> **Input rows**

[BEGIN]

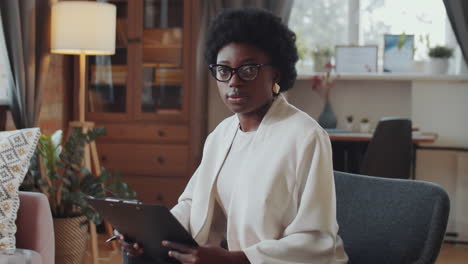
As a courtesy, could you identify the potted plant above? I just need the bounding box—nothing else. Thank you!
[312,66,338,129]
[429,46,453,74]
[345,115,354,131]
[21,128,136,263]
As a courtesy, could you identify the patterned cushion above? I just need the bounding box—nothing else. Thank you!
[0,128,40,254]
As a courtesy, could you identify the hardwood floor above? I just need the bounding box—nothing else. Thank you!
[436,244,468,264]
[83,235,468,264]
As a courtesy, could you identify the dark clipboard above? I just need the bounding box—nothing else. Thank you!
[86,196,198,264]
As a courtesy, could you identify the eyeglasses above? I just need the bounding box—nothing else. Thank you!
[209,64,271,82]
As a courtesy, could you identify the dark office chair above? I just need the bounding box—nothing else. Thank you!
[360,117,413,179]
[335,171,450,264]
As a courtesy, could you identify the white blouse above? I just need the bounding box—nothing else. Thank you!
[171,96,348,264]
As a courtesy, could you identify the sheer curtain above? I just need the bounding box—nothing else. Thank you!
[444,0,468,66]
[0,0,50,129]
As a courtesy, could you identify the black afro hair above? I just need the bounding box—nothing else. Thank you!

[END]

> **Aim of the exercise**
Copy all of the records above word for word, line by line, with nothing changed. Leave the pictures out of your copy.

> **Output for this task**
As a courtesy, could you identify the potted plant above? I just need the bounding box—nothing else. Thank you!
[312,66,338,129]
[429,46,453,74]
[345,115,354,131]
[21,128,136,263]
As a courtesy, could you identify the patterned cushion above? I just need the bounding box—nothing else. Thank you!
[0,128,40,254]
As a courtesy, could you identify the hardwood floor above? I just need the bounding box—nothing else. Thank you!
[436,244,468,264]
[83,235,468,264]
As a courtesy, could you identify the dark clipboard above? I just need the bounding box—nothing else. Thank you!
[86,196,198,264]
As a courtesy, could you identify the eyeglasses above? I just need the bounding box—nothing else. Thank you!
[209,64,271,82]
As a courtesy, could you identify the dark office chair above? I just need the bounding box—nothing else. Thank you!
[360,117,413,179]
[335,171,450,264]
As a courtesy, could you identify the white blouse above? I just need the bounding box—nothing else. Thank you!
[171,96,348,264]
As a courtesy, could you identify the sheer curtain above? I just need the bounding box—nothing else. Thank you!
[444,0,468,66]
[0,0,50,129]
As a courtesy, could you identify the black afro hair above? I just need the bounding box—nothing else. Thank you!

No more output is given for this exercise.